▸ Set task A:
In the mortgage broker thread, which broker did Dreamerb use for a first mortgage?
▸ Set task B:
From the mortgage broker thread, copy out the passage starting with "## Angel28 (15" and going on through "(16 Nov 2006)".

# Using a Mortgage Broker / Self Build Homeloans



## Angel28 (15 Nov 2006)

Just wondering if anyone has any advice to offer on using a mortgage broker. I see some companies offer good packages minimising legal fees etc. Do you think it is worth your while  to use one or can you get better value from shopping around yourself?? 
Secondly it is a self build homeloan we are interested in and I was wondering who offers the best rates/package for this.


----------



## Dreamerb (16 Nov 2006)

Angel28 said:


> Just wondering if anyone has any advice to offer on using a mortgage broker. I see some companies offer good packages minimising legal fees etc. Do you think it is worth your while to use one or can you get better value from shopping around yourself??
> Secondly it is a self build homeloan we are interested in and I was wondering who offers the best rates/package for this.


It really depends on your circumstances and on how much you're looking for. On our first mortgage, we went with REA [no, have no association with them], and found them very good. They charge a fee up front which includes most of the legal fees, and then refund commission - as far as I recall, a couple of months after everything's gone through, when it tends to come in very handy! I've steered a long way clear of brokers associated with estate agents, particularly because I think some of them do a lot of work with sub-prime lenders (i.e. thoroughly non-competitive rates which could cost you tens of thousands over the lifetime of the mortgage), but that's just me - I'm sure some of them are fine.

▸ Record excerpts:
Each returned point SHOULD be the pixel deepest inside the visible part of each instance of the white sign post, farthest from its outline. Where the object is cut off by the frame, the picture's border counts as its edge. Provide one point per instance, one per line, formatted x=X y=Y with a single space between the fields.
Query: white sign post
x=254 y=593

---

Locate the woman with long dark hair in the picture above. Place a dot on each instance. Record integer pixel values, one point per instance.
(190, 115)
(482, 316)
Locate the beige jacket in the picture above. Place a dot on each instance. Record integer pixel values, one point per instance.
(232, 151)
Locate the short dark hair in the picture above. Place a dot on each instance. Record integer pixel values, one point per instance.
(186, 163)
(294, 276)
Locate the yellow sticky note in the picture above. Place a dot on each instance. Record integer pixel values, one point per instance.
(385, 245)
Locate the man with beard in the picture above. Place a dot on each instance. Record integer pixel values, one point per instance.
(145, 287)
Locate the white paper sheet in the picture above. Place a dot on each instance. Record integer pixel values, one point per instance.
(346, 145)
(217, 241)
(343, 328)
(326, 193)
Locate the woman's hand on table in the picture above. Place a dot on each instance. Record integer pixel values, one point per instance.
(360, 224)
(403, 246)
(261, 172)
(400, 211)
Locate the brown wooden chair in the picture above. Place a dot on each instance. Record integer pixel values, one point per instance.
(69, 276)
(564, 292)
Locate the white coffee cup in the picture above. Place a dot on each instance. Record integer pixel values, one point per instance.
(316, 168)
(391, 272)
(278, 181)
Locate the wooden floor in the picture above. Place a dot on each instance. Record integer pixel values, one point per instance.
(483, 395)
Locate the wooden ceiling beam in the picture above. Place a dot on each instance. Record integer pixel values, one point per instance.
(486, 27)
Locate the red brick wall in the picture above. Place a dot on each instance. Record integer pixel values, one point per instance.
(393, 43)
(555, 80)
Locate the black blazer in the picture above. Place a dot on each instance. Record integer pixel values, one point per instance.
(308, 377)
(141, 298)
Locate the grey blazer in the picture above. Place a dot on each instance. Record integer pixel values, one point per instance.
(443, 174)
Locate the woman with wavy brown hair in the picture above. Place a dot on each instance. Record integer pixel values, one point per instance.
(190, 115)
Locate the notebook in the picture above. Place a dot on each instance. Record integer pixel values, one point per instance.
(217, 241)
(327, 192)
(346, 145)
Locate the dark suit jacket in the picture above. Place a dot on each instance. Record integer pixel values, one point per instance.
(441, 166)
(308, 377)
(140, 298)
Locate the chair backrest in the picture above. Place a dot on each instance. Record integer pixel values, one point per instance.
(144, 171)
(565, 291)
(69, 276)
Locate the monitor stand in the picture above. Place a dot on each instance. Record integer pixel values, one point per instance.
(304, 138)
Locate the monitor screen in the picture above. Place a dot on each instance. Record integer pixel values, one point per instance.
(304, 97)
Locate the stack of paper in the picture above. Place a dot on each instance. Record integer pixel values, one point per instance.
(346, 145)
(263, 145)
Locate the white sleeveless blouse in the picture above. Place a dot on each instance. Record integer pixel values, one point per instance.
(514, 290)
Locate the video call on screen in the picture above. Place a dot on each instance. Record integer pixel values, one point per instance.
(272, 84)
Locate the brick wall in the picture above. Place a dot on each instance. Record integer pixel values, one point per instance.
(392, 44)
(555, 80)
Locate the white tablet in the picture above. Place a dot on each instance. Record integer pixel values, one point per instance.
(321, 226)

--

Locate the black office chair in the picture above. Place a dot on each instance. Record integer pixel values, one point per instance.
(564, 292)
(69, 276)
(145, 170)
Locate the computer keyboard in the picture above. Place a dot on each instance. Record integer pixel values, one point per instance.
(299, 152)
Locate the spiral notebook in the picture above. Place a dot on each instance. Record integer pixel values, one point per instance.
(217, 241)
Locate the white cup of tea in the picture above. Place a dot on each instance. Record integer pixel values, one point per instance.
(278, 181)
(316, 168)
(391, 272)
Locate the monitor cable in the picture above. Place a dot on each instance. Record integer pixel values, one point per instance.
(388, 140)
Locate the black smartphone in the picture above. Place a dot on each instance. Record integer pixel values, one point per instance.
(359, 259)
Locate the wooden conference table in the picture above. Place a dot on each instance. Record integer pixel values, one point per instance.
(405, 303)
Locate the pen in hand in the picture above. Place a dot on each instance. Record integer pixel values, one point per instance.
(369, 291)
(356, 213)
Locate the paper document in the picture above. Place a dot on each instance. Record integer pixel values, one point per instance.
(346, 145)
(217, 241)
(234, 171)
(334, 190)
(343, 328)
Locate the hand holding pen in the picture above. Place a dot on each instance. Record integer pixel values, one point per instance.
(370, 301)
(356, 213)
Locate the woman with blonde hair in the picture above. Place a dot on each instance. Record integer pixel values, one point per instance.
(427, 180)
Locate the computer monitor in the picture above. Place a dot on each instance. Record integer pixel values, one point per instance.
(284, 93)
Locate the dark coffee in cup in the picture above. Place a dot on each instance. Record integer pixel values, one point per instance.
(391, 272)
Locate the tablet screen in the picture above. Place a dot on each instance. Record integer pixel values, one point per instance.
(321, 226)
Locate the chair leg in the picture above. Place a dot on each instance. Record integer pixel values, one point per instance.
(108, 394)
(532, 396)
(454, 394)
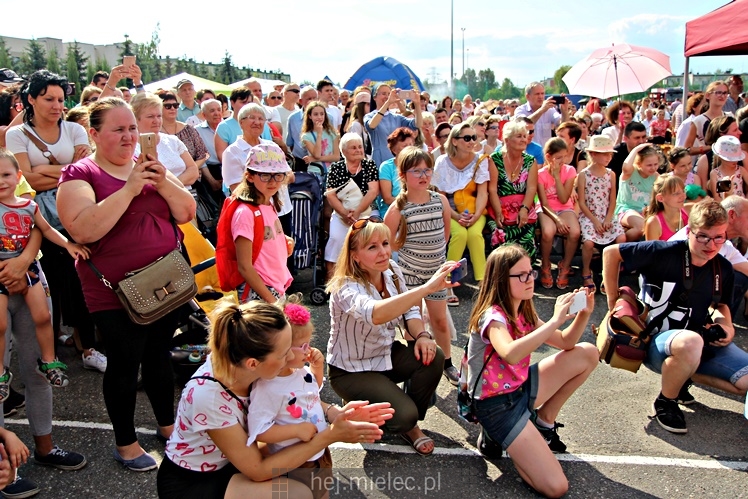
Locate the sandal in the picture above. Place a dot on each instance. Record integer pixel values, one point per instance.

▸ Expected output A:
REA

▸ Expected output B:
## Angel28 (15 Nov 2006)

Just wondering if anyone has any advice to offer on using a mortgage broker. I see some companies offer good packages minimising legal fees etc. Do you think it is worth your while  to use one or can you get better value from shopping around yourself?? 
Secondly it is a self build homeloan we are interested in and I was wondering who offers the best rates/package for this.


----------



## Dreamerb (16 Nov 2006)